(Extracted records)
%%

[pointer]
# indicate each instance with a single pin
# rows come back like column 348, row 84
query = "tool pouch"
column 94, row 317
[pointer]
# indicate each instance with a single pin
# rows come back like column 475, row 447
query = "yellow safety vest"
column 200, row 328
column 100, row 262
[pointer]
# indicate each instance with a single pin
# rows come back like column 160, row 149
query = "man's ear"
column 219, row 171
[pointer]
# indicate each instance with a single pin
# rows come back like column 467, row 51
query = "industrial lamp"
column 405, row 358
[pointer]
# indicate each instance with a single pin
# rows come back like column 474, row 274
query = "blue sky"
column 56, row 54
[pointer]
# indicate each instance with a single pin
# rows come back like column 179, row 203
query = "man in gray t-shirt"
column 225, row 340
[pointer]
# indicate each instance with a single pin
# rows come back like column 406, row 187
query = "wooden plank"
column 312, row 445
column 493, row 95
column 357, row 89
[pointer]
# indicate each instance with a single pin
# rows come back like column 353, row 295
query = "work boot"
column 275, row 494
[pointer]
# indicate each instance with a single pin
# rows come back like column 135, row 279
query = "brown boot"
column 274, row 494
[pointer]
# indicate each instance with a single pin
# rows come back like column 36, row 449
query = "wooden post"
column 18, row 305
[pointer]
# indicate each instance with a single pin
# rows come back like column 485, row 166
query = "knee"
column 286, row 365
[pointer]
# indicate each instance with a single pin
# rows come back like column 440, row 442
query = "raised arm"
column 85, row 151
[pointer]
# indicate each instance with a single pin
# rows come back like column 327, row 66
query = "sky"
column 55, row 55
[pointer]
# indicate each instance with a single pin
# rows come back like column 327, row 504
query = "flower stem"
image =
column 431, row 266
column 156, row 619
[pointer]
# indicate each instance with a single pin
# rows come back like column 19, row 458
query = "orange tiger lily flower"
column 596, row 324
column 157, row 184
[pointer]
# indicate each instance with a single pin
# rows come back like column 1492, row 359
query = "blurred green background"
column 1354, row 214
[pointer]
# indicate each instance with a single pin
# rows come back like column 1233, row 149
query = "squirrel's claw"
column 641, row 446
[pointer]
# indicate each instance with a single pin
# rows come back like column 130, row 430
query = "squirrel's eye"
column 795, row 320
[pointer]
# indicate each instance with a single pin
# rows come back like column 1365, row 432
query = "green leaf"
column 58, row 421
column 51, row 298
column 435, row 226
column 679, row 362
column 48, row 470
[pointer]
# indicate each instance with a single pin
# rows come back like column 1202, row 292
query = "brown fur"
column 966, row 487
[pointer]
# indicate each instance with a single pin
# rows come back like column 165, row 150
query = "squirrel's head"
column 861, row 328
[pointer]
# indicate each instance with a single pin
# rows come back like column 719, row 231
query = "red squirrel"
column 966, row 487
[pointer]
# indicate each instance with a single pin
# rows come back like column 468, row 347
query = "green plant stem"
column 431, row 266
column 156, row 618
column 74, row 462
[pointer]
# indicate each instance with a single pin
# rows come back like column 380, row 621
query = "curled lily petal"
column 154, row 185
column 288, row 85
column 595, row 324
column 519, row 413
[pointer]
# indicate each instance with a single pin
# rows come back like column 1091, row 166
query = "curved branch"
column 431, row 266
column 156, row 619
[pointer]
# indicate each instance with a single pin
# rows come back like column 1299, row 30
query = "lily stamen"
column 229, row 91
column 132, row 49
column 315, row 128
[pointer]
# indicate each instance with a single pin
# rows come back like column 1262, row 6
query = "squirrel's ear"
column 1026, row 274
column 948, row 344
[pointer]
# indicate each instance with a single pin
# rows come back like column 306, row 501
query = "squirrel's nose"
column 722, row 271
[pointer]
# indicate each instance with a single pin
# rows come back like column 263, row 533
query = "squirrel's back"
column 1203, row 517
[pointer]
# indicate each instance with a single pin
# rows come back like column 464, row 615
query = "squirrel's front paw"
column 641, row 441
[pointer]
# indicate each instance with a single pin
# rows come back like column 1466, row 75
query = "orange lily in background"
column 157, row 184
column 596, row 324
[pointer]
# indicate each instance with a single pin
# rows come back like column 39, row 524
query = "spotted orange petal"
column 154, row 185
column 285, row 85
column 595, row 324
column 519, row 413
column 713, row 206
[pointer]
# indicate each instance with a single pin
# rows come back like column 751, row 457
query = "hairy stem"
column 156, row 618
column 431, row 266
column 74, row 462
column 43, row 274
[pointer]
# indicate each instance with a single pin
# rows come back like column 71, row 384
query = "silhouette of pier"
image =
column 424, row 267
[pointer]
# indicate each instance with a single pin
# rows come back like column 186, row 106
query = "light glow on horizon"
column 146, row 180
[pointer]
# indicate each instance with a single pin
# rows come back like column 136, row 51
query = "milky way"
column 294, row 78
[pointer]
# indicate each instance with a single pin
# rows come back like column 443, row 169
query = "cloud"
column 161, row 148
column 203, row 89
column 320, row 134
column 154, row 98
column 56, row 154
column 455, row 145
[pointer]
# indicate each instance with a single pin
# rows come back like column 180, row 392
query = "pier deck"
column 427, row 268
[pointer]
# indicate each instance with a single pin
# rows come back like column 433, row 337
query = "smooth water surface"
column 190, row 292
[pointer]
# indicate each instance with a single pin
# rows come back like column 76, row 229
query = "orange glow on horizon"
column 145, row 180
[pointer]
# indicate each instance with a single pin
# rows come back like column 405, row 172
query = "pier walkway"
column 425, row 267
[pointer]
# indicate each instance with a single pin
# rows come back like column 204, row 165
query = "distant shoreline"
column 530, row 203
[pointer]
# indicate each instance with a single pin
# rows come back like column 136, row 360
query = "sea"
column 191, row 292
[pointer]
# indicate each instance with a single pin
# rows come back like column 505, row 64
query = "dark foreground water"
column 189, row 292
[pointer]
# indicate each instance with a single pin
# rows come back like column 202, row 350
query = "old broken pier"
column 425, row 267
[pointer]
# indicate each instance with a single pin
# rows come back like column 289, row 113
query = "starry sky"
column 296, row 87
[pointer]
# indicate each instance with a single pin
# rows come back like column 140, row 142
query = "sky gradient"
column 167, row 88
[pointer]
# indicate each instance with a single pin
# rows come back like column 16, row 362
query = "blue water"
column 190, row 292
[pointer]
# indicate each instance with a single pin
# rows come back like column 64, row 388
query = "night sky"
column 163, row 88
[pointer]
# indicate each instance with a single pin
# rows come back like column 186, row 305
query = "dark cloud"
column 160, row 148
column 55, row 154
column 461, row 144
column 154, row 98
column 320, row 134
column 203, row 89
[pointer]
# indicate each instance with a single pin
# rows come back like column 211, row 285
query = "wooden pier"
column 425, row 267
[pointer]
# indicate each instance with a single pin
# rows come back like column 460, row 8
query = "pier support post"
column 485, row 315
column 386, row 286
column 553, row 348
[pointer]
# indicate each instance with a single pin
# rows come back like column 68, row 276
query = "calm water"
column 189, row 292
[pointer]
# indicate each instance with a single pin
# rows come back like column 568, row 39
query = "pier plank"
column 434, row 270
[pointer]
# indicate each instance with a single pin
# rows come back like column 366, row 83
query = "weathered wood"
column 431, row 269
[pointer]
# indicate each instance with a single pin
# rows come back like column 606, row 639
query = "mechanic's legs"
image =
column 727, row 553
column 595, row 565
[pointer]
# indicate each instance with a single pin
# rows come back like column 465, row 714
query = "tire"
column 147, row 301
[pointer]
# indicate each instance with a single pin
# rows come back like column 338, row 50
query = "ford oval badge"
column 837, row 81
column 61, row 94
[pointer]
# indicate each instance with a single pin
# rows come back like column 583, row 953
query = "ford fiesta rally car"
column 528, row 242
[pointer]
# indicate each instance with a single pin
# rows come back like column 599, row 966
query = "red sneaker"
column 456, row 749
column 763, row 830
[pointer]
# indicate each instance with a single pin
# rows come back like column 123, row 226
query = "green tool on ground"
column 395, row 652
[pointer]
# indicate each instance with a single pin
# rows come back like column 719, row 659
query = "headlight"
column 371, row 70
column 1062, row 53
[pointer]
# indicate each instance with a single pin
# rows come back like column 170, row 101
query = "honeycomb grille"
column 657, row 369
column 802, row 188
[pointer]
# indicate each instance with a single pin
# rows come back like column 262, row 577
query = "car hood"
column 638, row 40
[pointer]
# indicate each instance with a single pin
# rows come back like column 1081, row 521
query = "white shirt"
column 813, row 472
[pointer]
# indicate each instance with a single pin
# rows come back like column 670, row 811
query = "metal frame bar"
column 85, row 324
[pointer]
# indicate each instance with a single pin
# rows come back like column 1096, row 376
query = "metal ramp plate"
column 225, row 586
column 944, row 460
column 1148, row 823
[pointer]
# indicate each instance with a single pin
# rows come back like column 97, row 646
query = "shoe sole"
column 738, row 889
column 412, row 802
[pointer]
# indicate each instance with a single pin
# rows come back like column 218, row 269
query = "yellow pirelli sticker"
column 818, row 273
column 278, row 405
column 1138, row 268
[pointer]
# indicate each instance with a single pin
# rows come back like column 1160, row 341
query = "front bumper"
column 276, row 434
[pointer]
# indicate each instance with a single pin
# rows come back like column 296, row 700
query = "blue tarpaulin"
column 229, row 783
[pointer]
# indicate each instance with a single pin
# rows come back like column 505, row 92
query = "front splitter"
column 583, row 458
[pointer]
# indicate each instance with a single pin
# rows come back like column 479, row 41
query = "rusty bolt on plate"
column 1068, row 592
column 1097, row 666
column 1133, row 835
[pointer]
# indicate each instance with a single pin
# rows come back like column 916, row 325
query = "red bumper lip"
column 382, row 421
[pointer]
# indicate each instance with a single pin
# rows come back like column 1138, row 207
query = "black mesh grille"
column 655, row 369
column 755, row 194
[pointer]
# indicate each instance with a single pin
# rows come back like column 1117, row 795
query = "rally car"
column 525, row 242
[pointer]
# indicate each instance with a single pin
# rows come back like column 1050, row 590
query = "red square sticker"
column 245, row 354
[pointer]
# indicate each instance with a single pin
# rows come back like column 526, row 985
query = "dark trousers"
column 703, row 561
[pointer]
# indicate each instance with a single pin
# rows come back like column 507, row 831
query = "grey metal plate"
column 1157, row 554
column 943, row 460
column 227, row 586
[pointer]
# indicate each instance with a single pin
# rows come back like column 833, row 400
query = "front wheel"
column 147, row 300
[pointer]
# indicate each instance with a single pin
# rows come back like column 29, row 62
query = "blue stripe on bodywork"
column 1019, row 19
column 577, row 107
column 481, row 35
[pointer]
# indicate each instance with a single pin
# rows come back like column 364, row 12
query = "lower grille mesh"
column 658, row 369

%%

◆ **WRITTEN INSTRUCTION**
Reproduce the material word for word, everything from its very start down to the line containing "column 100, row 262", with both ends included.

◆ **OUTPUT FOR THIS TASK**
[pointer]
# indicate each instance with a single pin
# rows come back like column 348, row 84
query = "tool pouch"
column 94, row 317
[pointer]
# indicate each instance with a single pin
# rows come back like column 475, row 447
query = "yellow safety vest"
column 200, row 328
column 100, row 262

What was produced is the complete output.